▸ EXTRACTED TEXT
*** Block opens ***
Challenge - Integration into Policy: One of the most significant challenges is the need for closer integration between modelling efforts and policymaking. This is the first Initiative recommended in the report Strengthening pandemic preparedness and response through integrated modelling by WHO, OECD and The World Bank. Real-time collaboration between modellers and decision-makers, as demonstrated by initiatives like the MIDAS network, can ensure that the right questions are asked and that the models used are relevant and actionable.

• Recommendation 4 - Enhance Collaboration Between Modellers and Decision-Makers: Establishing dedicated expert teams within governments that work closely with academic institutions and modelling groups can facilitate transparent dialogue and better integration of modelling into pandemic response strategies. Having teams on site allow modellers to gain a deep understanding of the specific challenges and constraints faced by decision-makers, and allow decision-makers to develop a clearer understanding of the models' capabilities and limitations.

Open Questions and Areas for Further Investigation

• Precise Timing of Pandemic Scenarios: Understanding the expected timeline of various pandemic scenarios (in particular wildfire and stealth pandemics) is crucial. Specifically, how much time typically elapses between the emergence of a pathogen and its uncontainable spread, and between global spread and when the damage becomes irreversible? This knowledge would strongly inform the timing and relevance of different biosecurity interventions.
• Track Record of Containing Highly Transmissible Outbreaks: How successful have past efforts been in locally containing highly transmissible outbreaks? Sources in this post suggest it may often be too late by the time containment efforts are initiated. I was pointed towards the book Crisis Averted by Caitlin Rivers on this topic.
• Inventory of Key Policy Questions: It would be useful to work with policymakers to inventory in advance the key policy questions that need to be addressed during a pandemic. Otherwise, there is a risk of working on modelling questions that are irrelevant, too theoretical, not applicable to the context of interest, or failing to capture critical aspects of the system.
• Retrospective Calibration of Early SARS-CoV-2 Estimates: Reviewing the retrospective accuracy, calibration and timing of early SARS-CoV-2 transmission and virulence parameter estimates, and how they impacted early policy decisions, would help understand how well current models perform in the early stages of an outbreak.
• Comparison with alternative non-modelling interventions: The value of an intervention should not be examined on its own, but in comparison with its best alternative. Whenever we want to achieve a goal through modelling, we should check whether we could achieve it more effectively without it. This post looks at this question at the level of modelling interventions, but it should then be considered at the level of the whole biosecurity landscape.

In conclusion, while significant progress has been made in the field of pandemic modelling, notably during the COVID-19 pandemic, there is still much work to be done to ensure that these tools are as effective and impactful as possible. In addition, I call for similar work to be carried out for other interventions and ToCs in biosecurity, and in a more systematic way, combining for example the EA approach of Founders Pledge’s Global Catastrophic Biological Risks report with the systematicity of WHO’s Pathogens prioritization: a scientific framework for epidemic and pandemic research preparedness report.
*** Block closes ***
▸ LISTED RECORDS
*** Block opens ***
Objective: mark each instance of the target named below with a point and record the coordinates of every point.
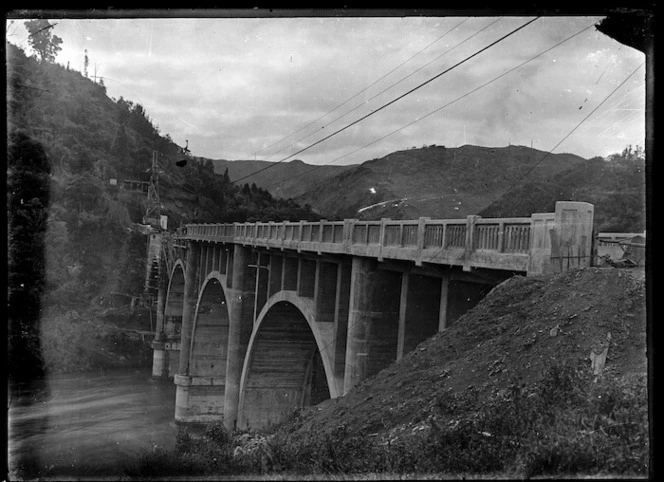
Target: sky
(261, 88)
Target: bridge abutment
(241, 304)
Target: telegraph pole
(153, 208)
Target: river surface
(88, 425)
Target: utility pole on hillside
(153, 207)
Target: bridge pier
(373, 321)
(183, 401)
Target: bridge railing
(471, 241)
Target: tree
(42, 39)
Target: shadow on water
(87, 425)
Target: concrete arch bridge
(255, 320)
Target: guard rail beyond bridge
(256, 320)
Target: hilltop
(79, 166)
(433, 181)
(528, 338)
(284, 180)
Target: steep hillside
(434, 181)
(616, 187)
(546, 376)
(529, 338)
(284, 180)
(77, 239)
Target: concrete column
(372, 322)
(275, 275)
(342, 298)
(290, 273)
(325, 291)
(571, 239)
(189, 304)
(469, 247)
(419, 310)
(240, 300)
(403, 304)
(444, 297)
(159, 355)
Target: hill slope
(617, 189)
(435, 181)
(524, 333)
(284, 180)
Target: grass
(569, 423)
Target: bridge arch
(174, 300)
(209, 338)
(288, 365)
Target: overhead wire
(351, 324)
(441, 107)
(483, 49)
(390, 86)
(363, 90)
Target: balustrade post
(421, 231)
(381, 237)
(469, 247)
(320, 234)
(283, 234)
(501, 237)
(299, 237)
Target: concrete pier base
(165, 358)
(199, 399)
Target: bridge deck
(496, 243)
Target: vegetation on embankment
(509, 390)
(73, 239)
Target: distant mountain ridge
(285, 179)
(434, 181)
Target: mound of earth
(522, 327)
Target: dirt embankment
(523, 326)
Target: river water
(88, 425)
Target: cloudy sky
(266, 88)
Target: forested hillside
(282, 179)
(615, 186)
(76, 248)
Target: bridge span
(255, 320)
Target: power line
(394, 100)
(394, 84)
(570, 132)
(442, 107)
(363, 90)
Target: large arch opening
(284, 371)
(174, 299)
(209, 341)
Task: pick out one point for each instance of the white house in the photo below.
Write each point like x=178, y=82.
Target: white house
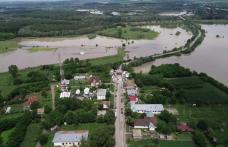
*** Block closes ***
▸ EXERCISE 1
Translate this sentence from the pandemic modelling text into Spanish: "The value of an intervention should not be examined on its own, but in comparison with its best alternative."
▸ EXERCISE 2
Reproduce the pandemic modelling text word for word from "In conclusion, while" to "pandemic research preparedness report.".

▸ EXPECTED OUTPUT 1
El valor de una intervención no debe examinarse de forma aislada, sino en comparación con su mejor alternativa.

▸ EXPECTED OUTPUT 2
In conclusion, while significant progress has been made in the field of pandemic modelling, notably during the COVID-19 pandemic, there is still much work to be done to ensure that these tools are as effective and impactful as possible. In addition, I call for similar work to be carried out for other interventions and ToCs in biosecurity, and in a more systematic way, combining for example the EA approach of Founders Pledge’s Global Catastrophic Biological Risks report with the systematicity of WHO’s Pathogens prioritization: a scientific framework for epidemic and pandemic research preparedness report.